— start Material to process —

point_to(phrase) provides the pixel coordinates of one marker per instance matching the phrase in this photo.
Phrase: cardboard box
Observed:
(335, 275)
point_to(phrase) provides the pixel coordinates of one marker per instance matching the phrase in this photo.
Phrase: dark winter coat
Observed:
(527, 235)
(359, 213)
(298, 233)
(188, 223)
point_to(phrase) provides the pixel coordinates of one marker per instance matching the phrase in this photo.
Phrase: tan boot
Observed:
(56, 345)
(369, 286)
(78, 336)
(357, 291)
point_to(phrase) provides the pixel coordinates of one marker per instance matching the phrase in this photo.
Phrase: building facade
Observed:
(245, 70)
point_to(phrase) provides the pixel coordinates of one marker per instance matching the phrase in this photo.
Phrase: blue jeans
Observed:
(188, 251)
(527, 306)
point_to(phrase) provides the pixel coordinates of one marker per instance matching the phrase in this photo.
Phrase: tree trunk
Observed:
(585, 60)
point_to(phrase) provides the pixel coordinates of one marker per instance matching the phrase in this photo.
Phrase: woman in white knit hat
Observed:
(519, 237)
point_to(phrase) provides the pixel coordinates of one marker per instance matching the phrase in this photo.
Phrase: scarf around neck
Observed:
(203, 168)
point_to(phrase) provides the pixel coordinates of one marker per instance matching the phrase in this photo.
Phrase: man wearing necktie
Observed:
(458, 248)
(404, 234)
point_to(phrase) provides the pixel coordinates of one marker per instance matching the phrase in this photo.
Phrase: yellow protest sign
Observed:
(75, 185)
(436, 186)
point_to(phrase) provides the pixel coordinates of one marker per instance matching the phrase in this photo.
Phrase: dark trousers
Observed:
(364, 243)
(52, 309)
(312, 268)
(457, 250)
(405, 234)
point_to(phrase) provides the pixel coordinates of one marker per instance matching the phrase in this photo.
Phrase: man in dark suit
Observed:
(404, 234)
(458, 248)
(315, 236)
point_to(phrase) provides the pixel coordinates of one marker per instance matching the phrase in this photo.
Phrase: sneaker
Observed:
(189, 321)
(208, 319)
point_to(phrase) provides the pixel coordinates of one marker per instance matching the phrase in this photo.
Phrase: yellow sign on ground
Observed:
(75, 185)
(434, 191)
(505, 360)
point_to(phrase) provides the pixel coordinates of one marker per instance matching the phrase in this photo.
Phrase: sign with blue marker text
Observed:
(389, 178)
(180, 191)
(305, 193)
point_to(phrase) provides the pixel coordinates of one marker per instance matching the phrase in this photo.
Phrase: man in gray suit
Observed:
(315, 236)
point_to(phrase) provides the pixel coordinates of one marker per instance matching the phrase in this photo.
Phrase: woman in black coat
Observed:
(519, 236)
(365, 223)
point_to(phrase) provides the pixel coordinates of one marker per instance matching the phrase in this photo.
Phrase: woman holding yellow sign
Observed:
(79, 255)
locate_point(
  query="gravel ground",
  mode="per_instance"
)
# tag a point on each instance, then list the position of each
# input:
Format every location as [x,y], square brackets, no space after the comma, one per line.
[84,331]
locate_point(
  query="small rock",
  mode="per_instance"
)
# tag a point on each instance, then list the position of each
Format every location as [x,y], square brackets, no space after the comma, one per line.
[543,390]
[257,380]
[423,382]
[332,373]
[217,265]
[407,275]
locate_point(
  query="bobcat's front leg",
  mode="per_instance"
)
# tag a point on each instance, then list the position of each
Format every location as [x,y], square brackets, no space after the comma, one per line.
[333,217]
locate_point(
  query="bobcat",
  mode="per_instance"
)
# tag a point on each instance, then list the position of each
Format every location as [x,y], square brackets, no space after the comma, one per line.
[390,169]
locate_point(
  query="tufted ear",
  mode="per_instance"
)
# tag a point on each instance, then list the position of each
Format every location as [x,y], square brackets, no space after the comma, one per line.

— end Material to process —

• Given exercise: Return every line of the records that contains the string "ground".

• Expected answer:
Phrase: yellow sign on ground
  query="gravel ground",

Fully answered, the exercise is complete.